Texto de estudio:
▬▬▬

Con todas las escenas terribles que tiene la película, una me resultó especialmente conmovedora. La hermana mayor de Camino encuentra en el armario de la habitación del hospital su guitarra, que su padre había intentado infructuosamente hacerle llegar. Es una típica chica del Opus, con sus faldas largas, su sonrisa cándida y su mirada ausente. Y, de pronto, en la habitación de aquel hospital, recuerda quién fue, quién hubiera podido ser. La guitarra todavía tiene las pegatinas con que aquella otra que fue la decoró. Y entonces, se sienta junto a su hermana, comienza a tocarla y, dulcemente, canta. Una canción de Dover, si no recuerdo mal. Y nos olvidamos de las faldas largas. Y vemos a una joven llena de vida, de deseos, como la que seguramente había al otro lado de los hábitos negros y la mirada grave del sacerdote en las fotos que guardo en un cajón. Desgraciadamente, el encantamiento durará lo que dure la canción. La joven de las fotos murió convertida en una monja anciana muchos años después.

▬▬▬

Material proporcionado:
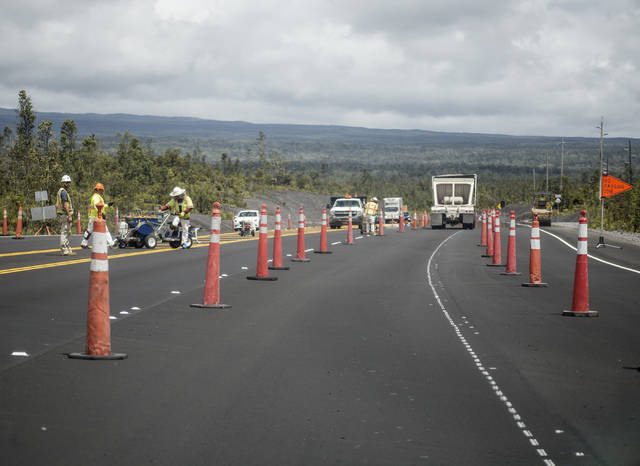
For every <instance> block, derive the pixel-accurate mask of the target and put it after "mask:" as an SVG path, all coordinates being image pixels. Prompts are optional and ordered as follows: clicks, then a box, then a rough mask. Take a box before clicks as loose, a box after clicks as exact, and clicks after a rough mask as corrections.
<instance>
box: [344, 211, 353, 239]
mask: <svg viewBox="0 0 640 466" xmlns="http://www.w3.org/2000/svg"><path fill="white" fill-rule="evenodd" d="M345 244H348V245H352V244H353V221H352V220H351V209H349V220H348V221H347V242H346V243H345Z"/></svg>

▬▬▬

Consigna:
Enumera todos los rasgos con los que el texto de estudio presenta a la hermana mayor de Camino como una típica chica del Opus.

Solución:
- Faldas largas
- Sonrisa cándida
- Mirada ausente